= Source excerpt =
++++++++++++++++++++
# Corn x Milk



## heathster (Jan 24, 2013)

Would a male corn snake mate with a female milk snake?
Was looking at some milk snakes earlier as i want something different, just wondered what the babies would come out like or do they have names?
Is it even possible?


----------



## paulh (Sep 19, 2007)

Yes, it's been done. One name that has stuck in my mind is puebla corn for a pueblo milk x corn cross. I don't remember what they look, probably because I wouldn't give two cents for any species or subspecies cross. And there is always the chance that the milk will try to eat the corn. Milks aren't as fond of eating snakes as eastern or California kings, but it happens every so often.


----------



## heathster (Jan 24, 2013)

I know the risks, i would use a female milk smaller than my male corn, and they would be supervised at all times when were are together obviously.
I kniw the babies are likely to be infertile, but i would have no intention of selling or breeding the babies, they would be bred for myself as new pets 
Unless they came out amazingly beautiful and people wanted to have one without me advertising for sale.

Sent from my GT-I9300 using Tapatalk 2


----------



## Marwolaeth (Oct 29, 2012)

Better off breeding it with another corn snake.


----------



## heathster (Jan 24, 2013)

Marwolaeth said:


> Better off breeding it with another corn snake.


Ill bear that in mind, but its for my benefit and if i want to give it a go, i will

Sent From My Galaxy S3 Using Tapatalk 2


----------



## Marwolaeth (Oct 29, 2012)
++++++++++++++++++++
= Rows =
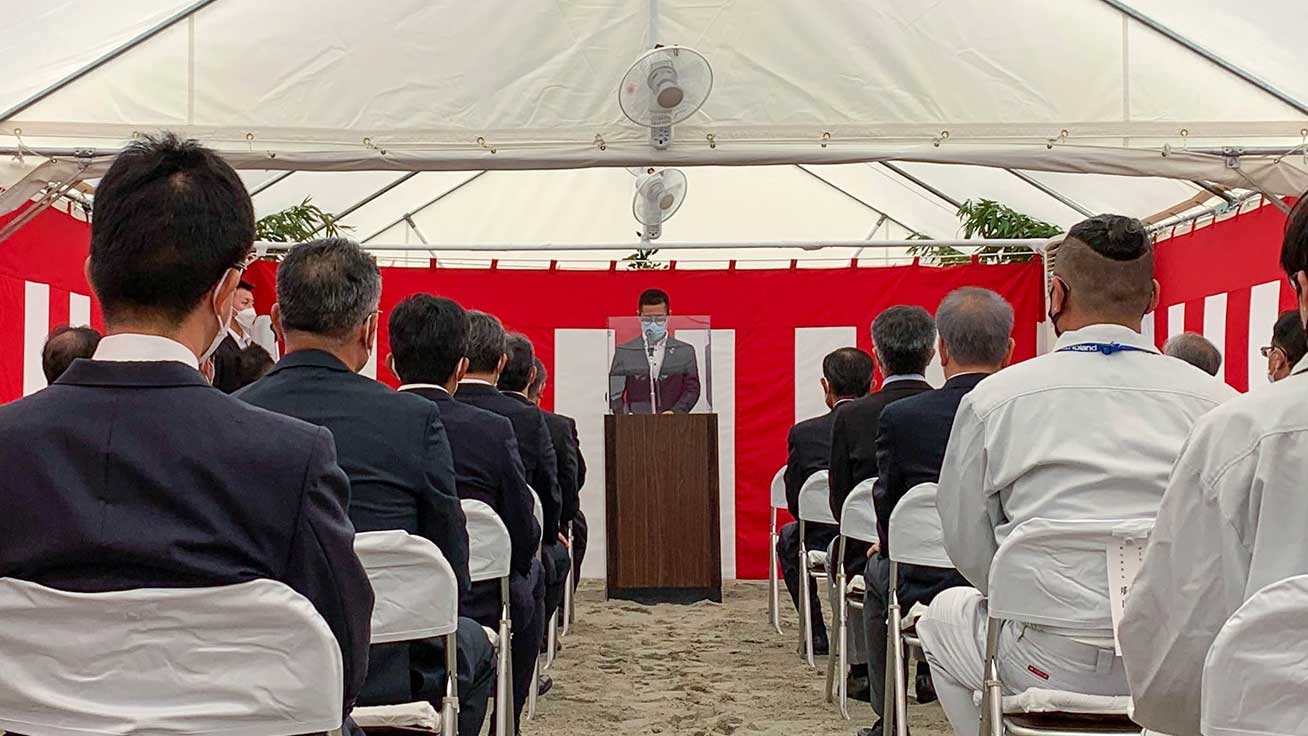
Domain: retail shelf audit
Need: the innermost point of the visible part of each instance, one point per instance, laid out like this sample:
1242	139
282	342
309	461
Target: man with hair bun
1090	430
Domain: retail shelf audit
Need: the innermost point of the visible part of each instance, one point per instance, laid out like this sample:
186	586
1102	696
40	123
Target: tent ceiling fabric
351	96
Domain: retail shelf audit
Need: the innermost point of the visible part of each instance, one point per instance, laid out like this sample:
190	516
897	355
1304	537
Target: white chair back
1054	573
489	547
1256	672
916	534
778	489
416	592
858	514
250	659
815	500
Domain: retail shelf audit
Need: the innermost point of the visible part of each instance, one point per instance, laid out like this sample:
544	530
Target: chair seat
816	561
1069	724
404	718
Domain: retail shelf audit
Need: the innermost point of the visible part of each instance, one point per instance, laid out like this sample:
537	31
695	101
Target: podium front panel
662	506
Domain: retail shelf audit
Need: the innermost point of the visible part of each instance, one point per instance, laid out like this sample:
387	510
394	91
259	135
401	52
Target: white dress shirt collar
1105	334
144	348
900	377
415	386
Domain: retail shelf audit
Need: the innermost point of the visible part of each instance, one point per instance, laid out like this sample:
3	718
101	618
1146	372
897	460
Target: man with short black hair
429	344
1090	430
1231	523
975	326
903	344
655	373
63	345
393	446
572	468
131	471
1194	349
1289	345
846	375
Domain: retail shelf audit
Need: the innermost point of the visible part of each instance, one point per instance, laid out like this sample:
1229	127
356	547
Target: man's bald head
1107	264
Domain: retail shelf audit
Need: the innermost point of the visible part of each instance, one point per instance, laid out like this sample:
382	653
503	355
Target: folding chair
778	501
1253	677
1056	573
814	507
491	558
857	520
916	537
416	598
250	659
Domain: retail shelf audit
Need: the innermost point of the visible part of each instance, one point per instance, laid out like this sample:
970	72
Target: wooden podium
662	507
++++++++++++++++++++
= What you will do =
1/ In the corn and milk snake thread, what name does paulh remember for a pueblo milk x corn cross?
2/ Carry on the corn and milk snake thread from the point where it stops.
The entries have no connection to the corn and milk snake thread.

= Task results =
1/ Puebla corn.

2/
You have your priorities ass backward. Consider the benefit to the animals and the hobby before yourself.


----------



## heathster (Jan 24, 2013)

Marwolaeth said:


> You have your priorities ass backward. Consider the benefit to the animals and the hobby before yourself.


The animals will be in no way in amy danger. And its not like im going to force it on them. And i said i was THINKING about it. Not that i was defo doing it

Sent From My Galaxy S3 Using Tapatalk 2


----------



## Rowena (Mar 9, 2012)

Just buy one or import one. No point adding more hybrids to the equation to alter be sold on for a fiver.


----------



## heathster (Jan 24, 2013)

Kaori said:


> Just buy one or import one. No point adding more hybrids to the equation to alter be sold on for a fiver.


I said quite clearly, that I HAVE NO INTENTION OF SELLING
They would be bred for pets for myself and my brother.

Sent From My Galaxy S3 Using Tapatalk 2


----------



## IceBloodExotics (Sep 17, 2012)

heathster said:


> I said quite clearly, that I HAVE NO INTENTION OF SELLING
> They would be bred for pets for myself and my brother.
> 
> Sent From My Galaxy S3 Using Tapatalk 2


You are gonna keep 2-25 snakes? :whistling2:


----------



## morphtastic (Aug 18, 2012)

Its actually not as easy as just sticking a corn and a milk in together. They most likely wont mate. Most people who do cross these snakes do it by having a 'teaser' female of the same type to get the male interested then swapping females at the last minute.


----------



## heathster (Jan 24, 2013)

morphtastic said:


> Its actually not as easy as just sticking a corn and a milk in together. They most likely wont mate. Most people who do cross these snakes do it by having a 'teaser' female of the same type to get the male interested then swapping females at the last minute.


I read about this, i did wonder how it was done

Sent From My Galaxy S3 Using Tapatalk 2


----------



## morphtastic (Aug 18, 2012)

I did some research as my daughter got an adult sinoloan milk snake for her bday, and i have one or two female corns ;-). The sinocorns i have seen are beautiful
I did try them together anyway but not a flicker of interest from him.


----------



## Rowena (Mar 9, 2012)

IceBloodExotics said:


> You are gonna keep 2-25 snakes? :whistling2:


This.


----------



## AilsaM (May 18, 2011)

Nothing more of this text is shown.